* [Try it]: When a record contains an image, skip the image and retype the rest of that record exactly.

+++ Records shown +++

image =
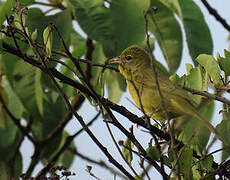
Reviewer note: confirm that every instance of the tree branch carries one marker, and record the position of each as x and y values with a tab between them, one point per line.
213	12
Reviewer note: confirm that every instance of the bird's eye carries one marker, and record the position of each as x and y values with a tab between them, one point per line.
128	58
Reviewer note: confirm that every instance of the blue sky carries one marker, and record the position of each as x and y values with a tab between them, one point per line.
85	144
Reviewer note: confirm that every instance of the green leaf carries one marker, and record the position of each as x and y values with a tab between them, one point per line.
116	85
177	79
1	41
185	160
193	133
189	67
47	39
39	90
168	34
37	20
207	162
210	65
224	62
6	8
15	104
24	86
92	17
108	25
131	29
197	32
98	78
153	152
223	128
194	80
127	153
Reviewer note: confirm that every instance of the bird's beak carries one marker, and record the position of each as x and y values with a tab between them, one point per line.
115	60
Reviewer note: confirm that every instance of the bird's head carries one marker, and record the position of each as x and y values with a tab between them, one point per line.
131	58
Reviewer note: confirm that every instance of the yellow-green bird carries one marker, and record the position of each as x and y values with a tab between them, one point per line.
135	65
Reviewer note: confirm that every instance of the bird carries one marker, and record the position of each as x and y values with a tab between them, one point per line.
161	102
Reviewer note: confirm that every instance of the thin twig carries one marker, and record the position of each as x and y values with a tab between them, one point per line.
99	163
213	12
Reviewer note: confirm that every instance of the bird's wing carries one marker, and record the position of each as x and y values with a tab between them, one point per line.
146	79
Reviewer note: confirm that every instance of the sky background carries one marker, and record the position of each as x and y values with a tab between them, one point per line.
86	146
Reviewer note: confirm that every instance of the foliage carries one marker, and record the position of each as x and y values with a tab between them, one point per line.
48	69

+++

* [Output for this task]:
image =
Reviewer note: confirm that every instance of the tree branch carries one marker, and record the position of each as x and y values with a tab between them, one point per line.
213	12
Reviewer note: confirm that every instance of the bird's eye carries one marker, and record the position of each as x and y values with a tab between them, one point per line.
128	58
Reviewer note: confirm that every instance of the blue sky carries one marker, and record the position of each as x and y values with a tab between them, one point per line.
85	144
Reviewer note: confirm that every instance of the green leaf carries one marker, and record the position of each as x and y values with a tab between them, one point per line.
116	85
177	79
1	41
185	160
193	133
189	67
47	39
39	90
168	34
37	20
207	162
210	65
224	62
6	8
15	104
24	86
92	17
108	25
131	29
197	32
98	78
153	152
223	128
194	80
127	153
Reviewer note: confirm that every instance of the bird's beak carries one marker, and record the position of each as x and y values with a tab between them, one point per line.
115	60
Reviewer note: confirm that every instance of the bird's head carries one marker, and record the position of each as x and y values with a tab between them, one point per line.
131	58
Reviewer note: confirm that every instance of the yellow-green bird carries one marker, and record the position of each as x and y values with a tab between them, one point per line.
135	65
Reviewer note: confirm that every instance of the bird carries one marker, and record the position of each as x and y values with a tab between them, one point per line.
161	102
Reviewer note: confirm that every instance of the thin twig carries one marker, and record the position of each as x and y values with a tab between them, one point per line.
99	163
213	12
Reviewer note: confirm that every instance of the bird's wing carries one marker, and record the position of each as x and y values with a tab between them, one point per line.
146	79
Reviewer note: confirm that every instance of the sky background carries one marker, and record the position of each as x and y values with a tab between them, one point per line.
86	146
Reviewer note: confirm that every instance of the foliage carries one marker, and record the position of each as x and y values with a tab between them, one point per line.
48	69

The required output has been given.